YOUR GOAL: Copy the account of Zarmina's flight between "Then the police" and "the map: Afghanistan.", inclusive, changing "map" to "atlas".

SELECTION:

◆ ◆ ◆

It was December, 1999. Zarmina was 17 years old. She and her nine-year-old brother were in flight. Someone had taken them to an airport in Ukraine. The smuggler who escorted the siblings took them onto a Russian plane through a side door, where a flight attendant guided them to a seat in the passenger cabin. Zarmina thought that she was on her way to safety - to her relatives in Norway.
      When the plane took off, Zarmina was very nervous. The smuggler had told her to tear up the tickets and forged passports during the flight and to flush them down the toilet on the plane. However, she thought during the flight that if they have no papers at all, they might not be allowed into the country and would be taken back to Ukraine.
     
The flight attendants served a hot meal, but Zarmina and her brother were far too nervous to eat. Zarmina sat in her seat, thinking furiously what to do. Finally she stuffed the plane tickets and the passports into the pocket in the back of the seat in front of them.
      When the plane landed at Helsinki-Vantaa Airport, Zarmina walked out of the plane with her brother, just like the other passengers. However, the police with dogs noticed them and pulled them aside.
      The police spoke English, but Zarmina pretended not to understand. The smuggler had advised her to do so. Her younger brother was so tired that he fell asleep in the chair in the corner of the room of the airport police.
      Then the police brought a map and asked Zarmina to show them where they had come from. Zarmina could only obey. She put her finger on the map: Afghanistan.
     
In 2005 220 unaccompanied underage asylum-seekers arrived in Finland. Last year, the number was between 130 and 200, depending on which source is used. According to the Ministry of Labour, most of them came from Afghanistan, but many children also come from Somalia and Iraq.
      Human smuggling is big business. Illegal immigrants are charged as much as EUR 20,000 for passage to Europe. They try to cross borders by plane, train, ship, and hidden inside lorries. Each year nearly half a million of them reach Europe.

◆ ◆ ◆

ENTRIES:

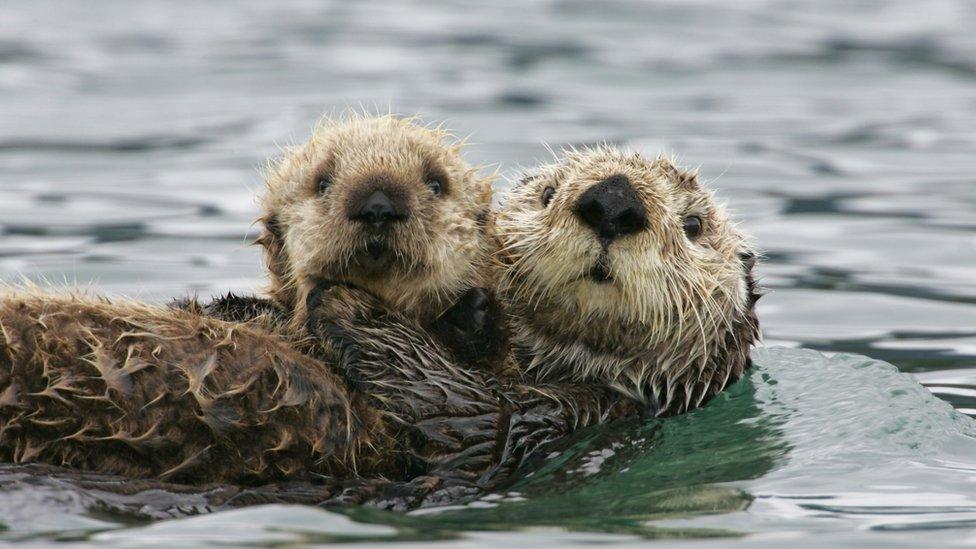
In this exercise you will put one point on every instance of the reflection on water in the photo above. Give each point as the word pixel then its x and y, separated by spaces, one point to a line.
pixel 841 133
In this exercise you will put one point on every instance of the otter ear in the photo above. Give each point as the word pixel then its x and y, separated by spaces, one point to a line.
pixel 683 178
pixel 688 180
pixel 527 179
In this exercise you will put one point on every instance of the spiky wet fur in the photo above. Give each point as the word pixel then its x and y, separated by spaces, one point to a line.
pixel 154 393
pixel 677 321
pixel 148 392
pixel 442 250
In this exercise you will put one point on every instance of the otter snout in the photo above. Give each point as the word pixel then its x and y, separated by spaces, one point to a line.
pixel 612 209
pixel 378 210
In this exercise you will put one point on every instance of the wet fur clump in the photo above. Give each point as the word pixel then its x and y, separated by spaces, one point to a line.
pixel 662 316
pixel 148 392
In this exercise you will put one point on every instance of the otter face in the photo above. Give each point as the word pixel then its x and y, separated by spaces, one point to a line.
pixel 626 271
pixel 380 203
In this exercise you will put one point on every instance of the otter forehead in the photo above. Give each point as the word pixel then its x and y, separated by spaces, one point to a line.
pixel 605 235
pixel 626 271
pixel 382 203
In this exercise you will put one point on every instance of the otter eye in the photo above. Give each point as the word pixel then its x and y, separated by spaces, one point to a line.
pixel 547 195
pixel 323 184
pixel 692 226
pixel 435 186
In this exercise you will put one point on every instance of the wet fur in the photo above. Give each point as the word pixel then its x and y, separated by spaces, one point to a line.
pixel 442 250
pixel 148 392
pixel 675 325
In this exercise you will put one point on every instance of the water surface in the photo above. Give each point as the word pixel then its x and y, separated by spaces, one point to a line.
pixel 841 134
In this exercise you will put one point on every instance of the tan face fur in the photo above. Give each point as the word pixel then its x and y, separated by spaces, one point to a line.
pixel 418 264
pixel 662 316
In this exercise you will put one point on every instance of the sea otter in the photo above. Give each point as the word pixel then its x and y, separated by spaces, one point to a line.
pixel 391 207
pixel 622 276
pixel 438 421
pixel 626 271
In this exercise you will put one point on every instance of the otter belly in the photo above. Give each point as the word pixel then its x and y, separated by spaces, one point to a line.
pixel 155 393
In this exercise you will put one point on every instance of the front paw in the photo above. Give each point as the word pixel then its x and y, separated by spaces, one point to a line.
pixel 331 302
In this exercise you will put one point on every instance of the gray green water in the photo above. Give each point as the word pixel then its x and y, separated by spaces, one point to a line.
pixel 841 133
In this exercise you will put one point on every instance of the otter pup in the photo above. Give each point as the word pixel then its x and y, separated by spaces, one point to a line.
pixel 623 276
pixel 388 206
pixel 625 271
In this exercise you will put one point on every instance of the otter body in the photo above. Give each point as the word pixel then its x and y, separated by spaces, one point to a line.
pixel 617 303
pixel 147 392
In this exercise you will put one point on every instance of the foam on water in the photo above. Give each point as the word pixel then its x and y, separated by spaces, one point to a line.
pixel 841 134
pixel 806 443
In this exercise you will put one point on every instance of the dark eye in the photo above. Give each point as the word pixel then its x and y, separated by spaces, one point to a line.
pixel 436 186
pixel 547 196
pixel 692 226
pixel 324 183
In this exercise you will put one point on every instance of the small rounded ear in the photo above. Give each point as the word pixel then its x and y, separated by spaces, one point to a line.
pixel 687 179
pixel 748 259
pixel 526 179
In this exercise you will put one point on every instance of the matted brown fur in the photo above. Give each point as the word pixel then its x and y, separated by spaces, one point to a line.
pixel 439 252
pixel 142 391
pixel 675 322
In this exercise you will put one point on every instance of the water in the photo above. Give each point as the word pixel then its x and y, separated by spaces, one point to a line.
pixel 841 133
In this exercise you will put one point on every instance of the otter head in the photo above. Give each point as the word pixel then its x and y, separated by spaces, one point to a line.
pixel 380 203
pixel 626 271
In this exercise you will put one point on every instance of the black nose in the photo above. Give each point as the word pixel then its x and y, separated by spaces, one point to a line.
pixel 611 208
pixel 378 210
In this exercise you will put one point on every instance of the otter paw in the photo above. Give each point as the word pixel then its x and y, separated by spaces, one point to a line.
pixel 468 317
pixel 469 327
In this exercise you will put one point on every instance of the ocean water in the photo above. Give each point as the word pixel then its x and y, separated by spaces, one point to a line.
pixel 842 134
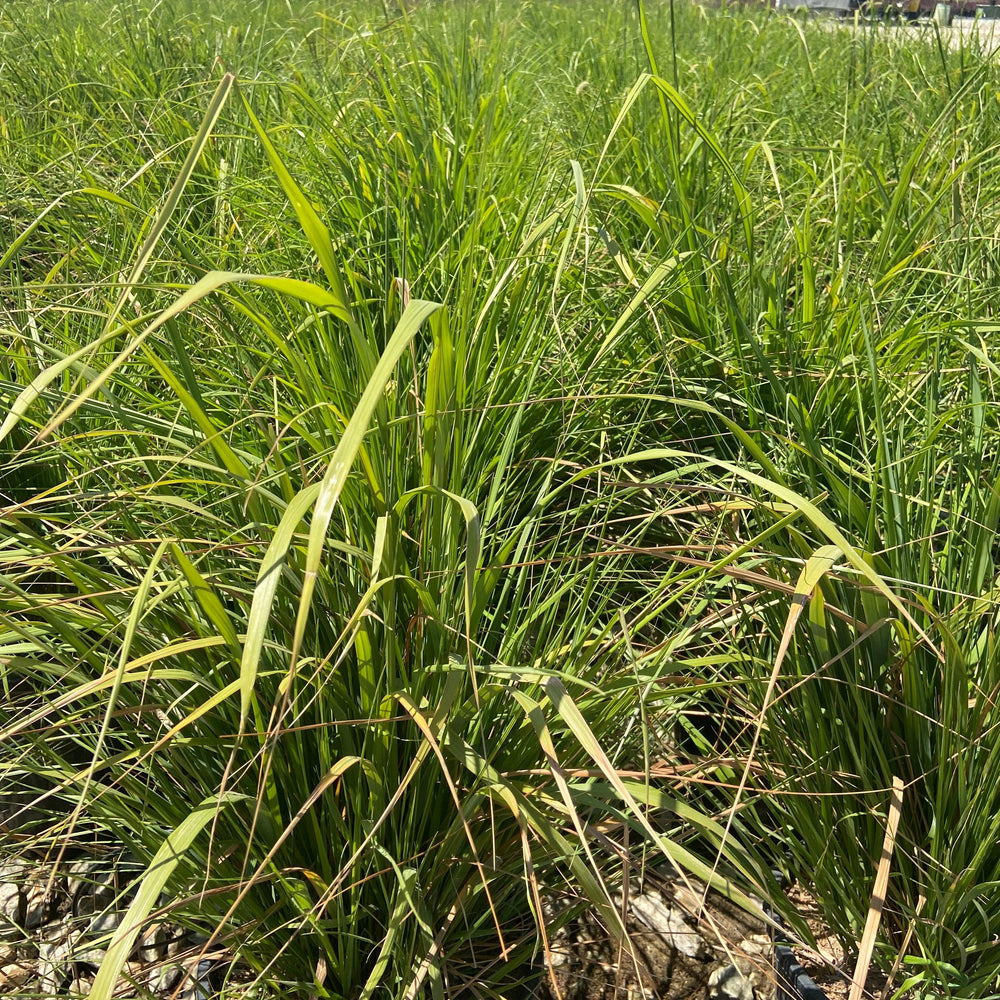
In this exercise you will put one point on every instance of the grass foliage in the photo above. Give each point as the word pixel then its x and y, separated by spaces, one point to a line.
pixel 437 442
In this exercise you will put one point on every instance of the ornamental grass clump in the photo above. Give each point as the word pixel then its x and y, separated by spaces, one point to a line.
pixel 433 486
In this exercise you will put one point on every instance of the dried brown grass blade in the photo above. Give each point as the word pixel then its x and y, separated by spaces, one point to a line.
pixel 867 945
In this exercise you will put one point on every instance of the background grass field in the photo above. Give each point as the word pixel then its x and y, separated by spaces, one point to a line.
pixel 452 457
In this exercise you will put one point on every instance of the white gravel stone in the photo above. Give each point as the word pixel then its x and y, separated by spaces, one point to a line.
pixel 727 983
pixel 651 909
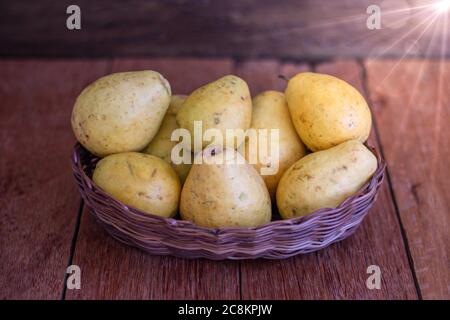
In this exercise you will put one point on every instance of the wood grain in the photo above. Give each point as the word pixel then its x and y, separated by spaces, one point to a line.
pixel 295 29
pixel 38 197
pixel 339 271
pixel 411 103
pixel 111 270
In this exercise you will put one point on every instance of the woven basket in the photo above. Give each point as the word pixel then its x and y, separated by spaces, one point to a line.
pixel 276 240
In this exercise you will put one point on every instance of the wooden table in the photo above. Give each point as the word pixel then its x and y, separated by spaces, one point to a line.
pixel 45 227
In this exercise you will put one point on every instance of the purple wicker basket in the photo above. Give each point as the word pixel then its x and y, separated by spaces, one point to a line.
pixel 276 240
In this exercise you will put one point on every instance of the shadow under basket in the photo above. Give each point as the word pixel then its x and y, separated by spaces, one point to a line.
pixel 278 239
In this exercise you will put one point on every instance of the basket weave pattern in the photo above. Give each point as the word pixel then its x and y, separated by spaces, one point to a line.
pixel 275 240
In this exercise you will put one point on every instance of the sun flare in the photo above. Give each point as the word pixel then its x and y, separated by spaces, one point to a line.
pixel 442 6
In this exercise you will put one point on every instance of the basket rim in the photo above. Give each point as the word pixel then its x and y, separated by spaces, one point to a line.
pixel 376 178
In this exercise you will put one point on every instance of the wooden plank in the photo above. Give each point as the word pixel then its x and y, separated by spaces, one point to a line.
pixel 250 28
pixel 38 197
pixel 339 271
pixel 411 103
pixel 111 270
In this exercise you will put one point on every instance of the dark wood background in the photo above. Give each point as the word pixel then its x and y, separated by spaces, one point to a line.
pixel 45 227
pixel 285 29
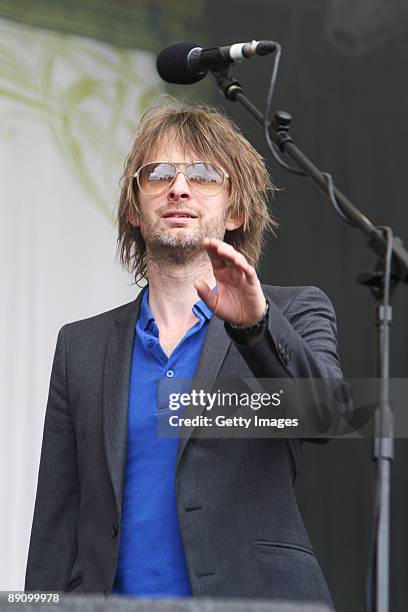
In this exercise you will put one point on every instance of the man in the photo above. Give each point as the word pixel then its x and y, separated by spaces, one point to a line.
pixel 120 509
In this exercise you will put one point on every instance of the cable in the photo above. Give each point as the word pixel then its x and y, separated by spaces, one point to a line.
pixel 273 148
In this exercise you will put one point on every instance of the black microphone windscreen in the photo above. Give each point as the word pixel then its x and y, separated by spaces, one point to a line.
pixel 172 64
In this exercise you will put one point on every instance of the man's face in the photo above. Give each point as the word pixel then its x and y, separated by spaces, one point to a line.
pixel 170 236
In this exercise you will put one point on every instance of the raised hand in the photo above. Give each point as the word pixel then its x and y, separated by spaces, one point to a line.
pixel 239 298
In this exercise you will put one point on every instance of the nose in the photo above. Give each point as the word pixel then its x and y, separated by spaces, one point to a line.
pixel 179 189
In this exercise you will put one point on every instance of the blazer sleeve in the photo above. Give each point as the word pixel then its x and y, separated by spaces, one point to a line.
pixel 299 342
pixel 53 536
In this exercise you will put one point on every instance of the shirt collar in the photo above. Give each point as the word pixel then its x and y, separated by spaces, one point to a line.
pixel 146 319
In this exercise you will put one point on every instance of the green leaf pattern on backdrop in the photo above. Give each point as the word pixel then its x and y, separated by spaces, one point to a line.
pixel 87 94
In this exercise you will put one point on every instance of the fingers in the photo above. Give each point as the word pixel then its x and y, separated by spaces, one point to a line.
pixel 224 255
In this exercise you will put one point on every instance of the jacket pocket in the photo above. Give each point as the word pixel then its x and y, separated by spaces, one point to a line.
pixel 75 582
pixel 266 546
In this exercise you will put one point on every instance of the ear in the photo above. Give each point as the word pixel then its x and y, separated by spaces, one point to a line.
pixel 234 222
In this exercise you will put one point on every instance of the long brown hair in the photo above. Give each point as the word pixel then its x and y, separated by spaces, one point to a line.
pixel 206 131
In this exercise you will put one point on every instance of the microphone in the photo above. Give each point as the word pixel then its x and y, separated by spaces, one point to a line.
pixel 186 63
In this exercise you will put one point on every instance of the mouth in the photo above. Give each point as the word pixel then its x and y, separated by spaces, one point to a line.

◆ ◆ ◆

EXERCISE SOLUTION:
Then the police brought a atlas and asked Zarmina to show them where they had come from. Zarmina could only obey. She put her finger on the atlas: Afghanistan.